▶ _WHAT THE TASK REQUIRES_
Each record below must be reproduced exactly as it reads, with its images omitted.

▶ _DATA TO USE_
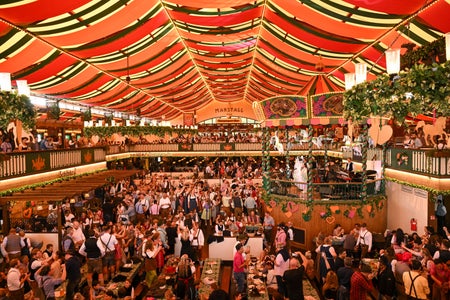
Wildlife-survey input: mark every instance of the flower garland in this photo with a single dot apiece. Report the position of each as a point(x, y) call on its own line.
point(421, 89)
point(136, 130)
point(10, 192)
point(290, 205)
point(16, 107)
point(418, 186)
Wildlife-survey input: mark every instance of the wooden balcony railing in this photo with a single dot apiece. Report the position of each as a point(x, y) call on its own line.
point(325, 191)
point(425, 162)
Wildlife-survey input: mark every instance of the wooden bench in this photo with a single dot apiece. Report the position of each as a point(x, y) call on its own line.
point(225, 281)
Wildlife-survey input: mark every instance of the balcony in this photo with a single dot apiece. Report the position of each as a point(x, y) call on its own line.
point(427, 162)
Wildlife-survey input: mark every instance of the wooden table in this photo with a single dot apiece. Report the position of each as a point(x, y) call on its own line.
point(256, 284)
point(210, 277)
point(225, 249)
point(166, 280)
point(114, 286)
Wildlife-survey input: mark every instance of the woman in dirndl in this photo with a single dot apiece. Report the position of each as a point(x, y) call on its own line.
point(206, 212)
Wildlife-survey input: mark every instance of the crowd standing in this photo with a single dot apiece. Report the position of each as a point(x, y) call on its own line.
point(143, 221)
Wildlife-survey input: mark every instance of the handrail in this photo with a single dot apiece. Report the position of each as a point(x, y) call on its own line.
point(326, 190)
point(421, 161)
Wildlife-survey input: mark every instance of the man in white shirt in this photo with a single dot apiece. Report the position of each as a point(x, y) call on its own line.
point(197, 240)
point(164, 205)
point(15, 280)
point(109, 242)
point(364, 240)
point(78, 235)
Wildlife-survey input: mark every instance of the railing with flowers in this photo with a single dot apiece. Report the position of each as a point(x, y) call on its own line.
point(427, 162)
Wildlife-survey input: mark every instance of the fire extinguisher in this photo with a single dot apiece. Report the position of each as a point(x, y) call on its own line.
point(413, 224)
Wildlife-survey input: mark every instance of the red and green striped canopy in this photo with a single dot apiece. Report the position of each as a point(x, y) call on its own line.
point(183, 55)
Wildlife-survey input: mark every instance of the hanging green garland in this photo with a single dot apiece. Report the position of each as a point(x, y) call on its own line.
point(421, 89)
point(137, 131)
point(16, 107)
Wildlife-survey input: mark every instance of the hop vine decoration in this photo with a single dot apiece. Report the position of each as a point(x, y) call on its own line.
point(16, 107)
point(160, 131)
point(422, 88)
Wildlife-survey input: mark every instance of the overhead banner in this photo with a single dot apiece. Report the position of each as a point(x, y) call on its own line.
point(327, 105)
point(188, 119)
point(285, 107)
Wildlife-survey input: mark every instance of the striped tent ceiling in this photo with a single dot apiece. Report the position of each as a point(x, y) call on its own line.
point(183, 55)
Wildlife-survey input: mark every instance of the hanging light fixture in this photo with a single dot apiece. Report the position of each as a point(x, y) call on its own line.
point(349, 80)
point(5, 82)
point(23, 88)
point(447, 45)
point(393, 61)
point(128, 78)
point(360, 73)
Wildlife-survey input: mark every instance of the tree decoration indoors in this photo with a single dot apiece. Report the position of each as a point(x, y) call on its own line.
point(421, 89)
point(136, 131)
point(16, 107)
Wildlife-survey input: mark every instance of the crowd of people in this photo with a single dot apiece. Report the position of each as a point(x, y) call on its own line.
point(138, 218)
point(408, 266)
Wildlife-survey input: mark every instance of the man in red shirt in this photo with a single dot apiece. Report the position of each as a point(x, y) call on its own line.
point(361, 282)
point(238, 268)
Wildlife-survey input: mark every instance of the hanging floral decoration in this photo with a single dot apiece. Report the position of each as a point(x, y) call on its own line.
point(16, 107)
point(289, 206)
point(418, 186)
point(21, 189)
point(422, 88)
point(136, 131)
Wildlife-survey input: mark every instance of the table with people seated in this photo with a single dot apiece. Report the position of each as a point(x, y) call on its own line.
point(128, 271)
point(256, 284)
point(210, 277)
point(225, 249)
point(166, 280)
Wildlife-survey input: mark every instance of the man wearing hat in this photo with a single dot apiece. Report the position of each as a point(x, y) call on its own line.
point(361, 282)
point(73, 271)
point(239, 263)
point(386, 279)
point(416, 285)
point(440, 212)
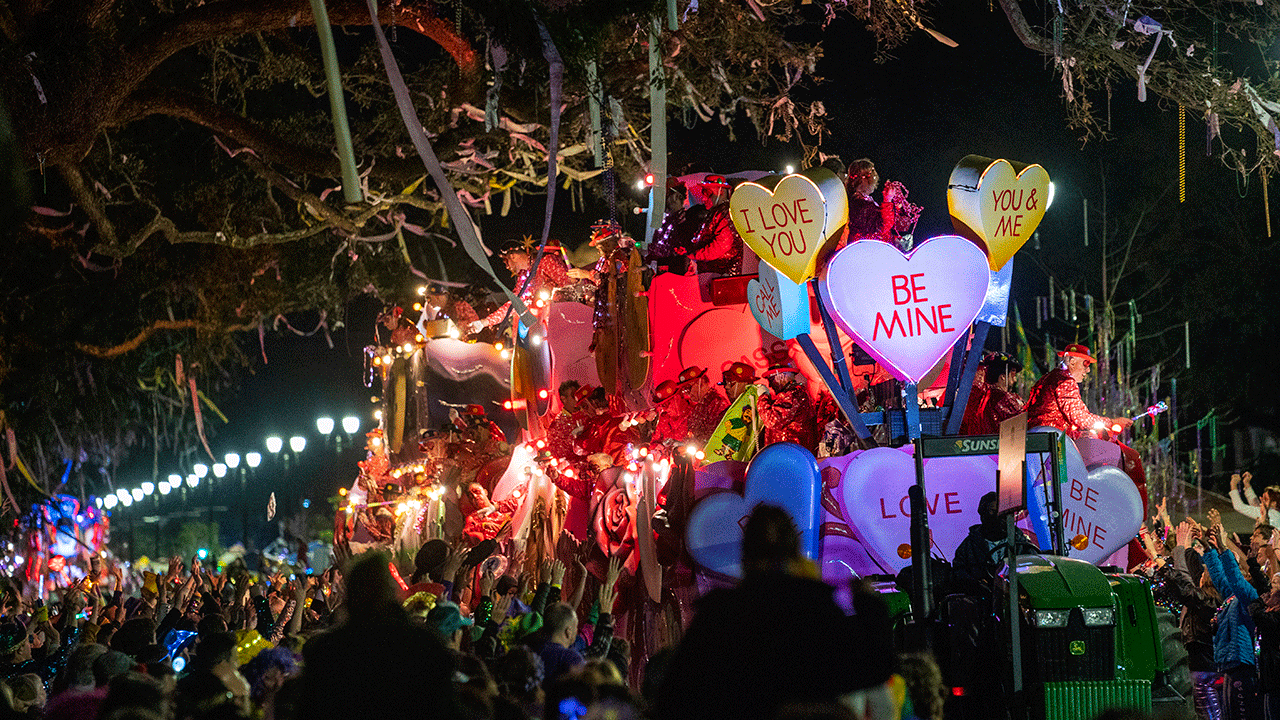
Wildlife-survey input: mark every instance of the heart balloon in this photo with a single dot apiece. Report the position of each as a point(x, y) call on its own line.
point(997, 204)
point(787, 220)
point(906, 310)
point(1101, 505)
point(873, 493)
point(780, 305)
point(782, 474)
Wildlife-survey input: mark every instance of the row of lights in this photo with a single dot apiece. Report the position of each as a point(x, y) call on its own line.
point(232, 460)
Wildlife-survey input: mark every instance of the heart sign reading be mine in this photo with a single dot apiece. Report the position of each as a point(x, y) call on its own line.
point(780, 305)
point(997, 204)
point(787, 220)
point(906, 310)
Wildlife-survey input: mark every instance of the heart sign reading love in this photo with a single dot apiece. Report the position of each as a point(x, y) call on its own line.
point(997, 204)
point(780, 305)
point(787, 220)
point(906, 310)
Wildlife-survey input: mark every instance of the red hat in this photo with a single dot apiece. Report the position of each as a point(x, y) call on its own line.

▶ _ANSWER TO THE PROBLEM_
Wildlife-survey input: mark every instance of the flower garland in this photo with a single dot apiece. Report the position of each as a point(x, y) call on its own line.
point(421, 89)
point(136, 130)
point(10, 192)
point(290, 205)
point(16, 107)
point(418, 186)
Wildlife-survey input: mark every instance of the wooden balcony railing in this photo with a single dot apiece. Report the position of each as a point(x, y) call on its own line.
point(325, 191)
point(425, 162)
Wildlife-survey input: mark every instance of the wooden bench in this photo with a single dot apiece. Report the position of each as a point(x, y) call on its own line.
point(225, 281)
Wildlife-survey input: mark every instance of the balcony in this photo with a single dot apiece. Report the position of each as a point(x, y) call on its own line.
point(427, 162)
Wildlife-survey input: mark every instance of the wooden table in this photo with a single dot apiece. Report the position of each as a point(x, y) call on its own line.
point(256, 284)
point(210, 277)
point(225, 249)
point(166, 280)
point(114, 286)
Wildlife-survey input: mark every instance of the woman in dirndl in this photo with a single dot apiece. Report the position of each as a point(x, y) call on its own line.
point(206, 212)
Wildlife-survey input: mark every instance of the crowd standing in this photo with a single dot apiece. Report the position of each as a point(x, y) call on its own line.
point(143, 221)
Wildlife-survey input: mark every instance of the handrail in this photo with a single dot apiece. Report the position of each as a point(x, y) call on its own line.
point(326, 190)
point(421, 161)
Wildlife-survey input: mark every instance of the man in white shirt in this photo with a single dot apiece. Report the position of each as a point(x, y) call on its own line.
point(197, 240)
point(164, 205)
point(15, 280)
point(109, 242)
point(364, 240)
point(78, 235)
Wildlife-survey input: mark every instance of the railing with flowers in this photo with a single dot apiece. Report the position of each as a point(x, y) call on its own line.
point(427, 162)
Wildlife-survey input: mark every instance of the fire extinguisher in this photo with a single dot apiece. Report the position of each as a point(x, y) call on its own line.
point(413, 224)
Wildlife-survey input: mark every instance of the red and green striped canopy in this photo with a single dot apiece. Report the position of each as a point(x, y) call on its own line.
point(183, 55)
Wildlife-survey input: mark every instance of the hanging green garland in this photo with a single dot apiece. Report the position of each as a point(x, y) call on its own line.
point(421, 89)
point(137, 131)
point(16, 107)
Wildlife-survey input: mark every instance of the hop vine decoration in this photo with a single dot apiece. Report the position of each as a point(x, y) call on its own line.
point(16, 107)
point(160, 131)
point(422, 88)
Wildlife-survey input: mark every instance of the overhead banner in this photo with a single dot apiece. Report the position of each as a point(x, y) call on its own line.
point(327, 105)
point(188, 119)
point(285, 107)
Wildlife-survey input: mark every instance of the striped tent ceiling in this photo with a single dot apiece. Report the position of each as a point(x, y) call on its own line.
point(183, 55)
Wildlife-survey input: mark every instance of the hanging light fixture in this photo with a single dot apiece. Report the position of each as a point(x, y) call on its own line.
point(349, 80)
point(5, 82)
point(23, 88)
point(447, 45)
point(393, 61)
point(128, 78)
point(360, 73)
Wildlife-survey input: mark every instance of the tree decoration indoors in this photo with a single dot apiece. Report the position of each as a point(x, y) call on its own line.
point(421, 89)
point(136, 131)
point(16, 107)
Wildlife-survey input: mark every instance of the crowd of people in this photo with a single dot apiece. Report the position of each as a point(x, y) call on its own line.
point(138, 218)
point(408, 266)
Wildlife-survey input: mark every instance of the man in red shirt in this photo with a single dot apiece. Report the position of each as a point(x, y) call on its own line.
point(361, 282)
point(238, 268)
Wildlife-survey input: mark every instance of the hanging floral decoration in this photo with a single dot apiece. Report the position of each as a point(x, y) call on its own line.
point(16, 107)
point(289, 206)
point(418, 186)
point(21, 189)
point(422, 88)
point(136, 131)
Wildlife-survey input: mark every instance of the table with people seated in this photo with a single dot apiece. Report the position of each as a point(x, y) call on its own line.
point(128, 271)
point(256, 284)
point(210, 277)
point(225, 249)
point(166, 280)
Wildlife-survey input: mark every instance of the man wearing hat in this photo with a single dot apiece. Report the position of each as a point(x, y) call on its own line.
point(361, 282)
point(73, 271)
point(239, 263)
point(386, 279)
point(416, 285)
point(440, 212)
Wildlife-survey input: mark every instance of the heart balloon in this photo with a single dot apiece. Report the position of each as a point(x, y) call on its own line.
point(997, 204)
point(787, 220)
point(906, 310)
point(1101, 505)
point(873, 493)
point(780, 305)
point(782, 474)
Wildlife-survey input: mark every instance of the row of lights in this photo with a single dot apiece. Report the position of each as a point(x, y) call on its own line.
point(232, 460)
Wildlife-survey input: mark every instance of the heart sign reading be mine in this photo with a single dot apiece. Report the position of each as a point(x, y) call on its own line.
point(780, 305)
point(997, 204)
point(787, 220)
point(906, 310)
Wildlife-survey input: mark every instance of the heart sign reading love in this photo with a single dot apiece. Report the position of each as a point(x, y) call on its own line.
point(997, 204)
point(780, 305)
point(787, 220)
point(906, 310)
Wildlife-survey input: mark every instance of the red hat in this photo with a single dot apiece. Report the position of each as a point(x, y) call on its own line.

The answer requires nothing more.